## START SOURCE DOCUMENT

Over the last 3 months (it's now late July, 2011) I've been re-writing Graph::Easy, for various reasons:
The last point only really became obvious when I examined the original code. I couldn't follow it! But more on that later.
It must be admitted there's a lot of code in there which I have not tried to include in my re-write, Graph::Easy::Marpa, particularly to do with the built-in formatter.
Graph::Easy is on CPAN, but also has its own extensive manual at Graph::Easy manual. This manual is actually for the little language invented by the original author to make it extremely simple to specify a graph's elements.
Here's how to reproduce the graph on that manual page, the syntax being for Graph::Easy::Marpa, which is often just the same as the syntax for Graph::Easy.
Call this file x.raw:
node {shape: box; style: filled}
[Teamwork] {fillcolor: yellow}
-> {label: is the key to}
[Victory] {fillcolor: red}
Here, node {...} overrides some default attributes for the nodes, '[]' delimits node names, and specific attributes follow the nodes and the edge '->'.
And the resultant graph:
Graph::Easy::Marpa ships with gem.pl, so let's use that to create the graph:
perl scripts/gem.pl -f svg -i x.raw -o $DR/x.svg -rankdir LR
Here, -f is for the output format, -i is for the input file, -o is for the output file, and -rankdir means output must be left-to-right, overriding the default of top-to-bottom. $DR is my web server's doc root.
The default rendering engine is Graph::Easy::Marpa::Renderer::GraphViz2 (note the upper case 'v').
The script 'graph-easy', which ships with Graph::Easy, won't process this input file, because it does not accept all the options of the underlying package Graphviz (note the lower case 'v'), or it renames them for some reason.
Graph::Easy::Marpa uses exactly the same names as the options for AT&T's Graphviz, even though you can write your own rendering engine to plug into Graph::Easy::Marpa.
If fact, Graphviz is actually a suite of programs, but the little language AT&T defined as their input format is called 'DOT', and the program you're most likely to run is called 'dot'.
So, hereafter, 'dot' will mean both the 'DOT' language and any of the programs in that suite. This is the convention I've adopted for both GraphViz2 and Graph::Easy::Marpa.
After the shock of reading the source of some Graph::Easy modules, I decided to re-write it from scratch. That just means I abandoned the plan of in situ patches to Graph::Easy.
Now the question becomes: How do I tackle this problem?

## END SOURCE DOCUMENT

* _AIM_
Quote word for word the portion of the Graph::Easy rewrite text that starts with "Graph::Easy is on" and finishes with "the edge '->'.".

## START INFORMATION SUPPLIED

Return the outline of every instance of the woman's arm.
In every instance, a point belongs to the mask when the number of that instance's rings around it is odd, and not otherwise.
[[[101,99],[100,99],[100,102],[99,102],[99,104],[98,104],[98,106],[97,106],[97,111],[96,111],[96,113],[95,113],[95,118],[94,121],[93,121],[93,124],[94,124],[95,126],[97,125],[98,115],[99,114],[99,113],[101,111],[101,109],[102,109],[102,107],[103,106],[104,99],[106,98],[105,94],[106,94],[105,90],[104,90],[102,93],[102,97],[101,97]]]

## END INFORMATION SUPPLIED

* _WRITTEN RESPONSE_
Graph::Easy is on CPAN, but also has its own extensive manual at Graph::Easy manual. This manual is actually for the little language invented by the original author to make it extremely simple to specify a graph's elements.
Here's how to reproduce the graph on that manual page, the syntax being for Graph::Easy::Marpa, which is often just the same as the syntax for Graph::Easy.
Call this file x.raw:
node {shape: box; style: filled}
[Teamwork] {fillcolor: yellow}
-> {label: is the key to}
[Victory] {fillcolor: red}
Here, node {...} overrides some default attributes for the nodes, '[]' delimits node names, and specific attributes follow the nodes and the edge '->'.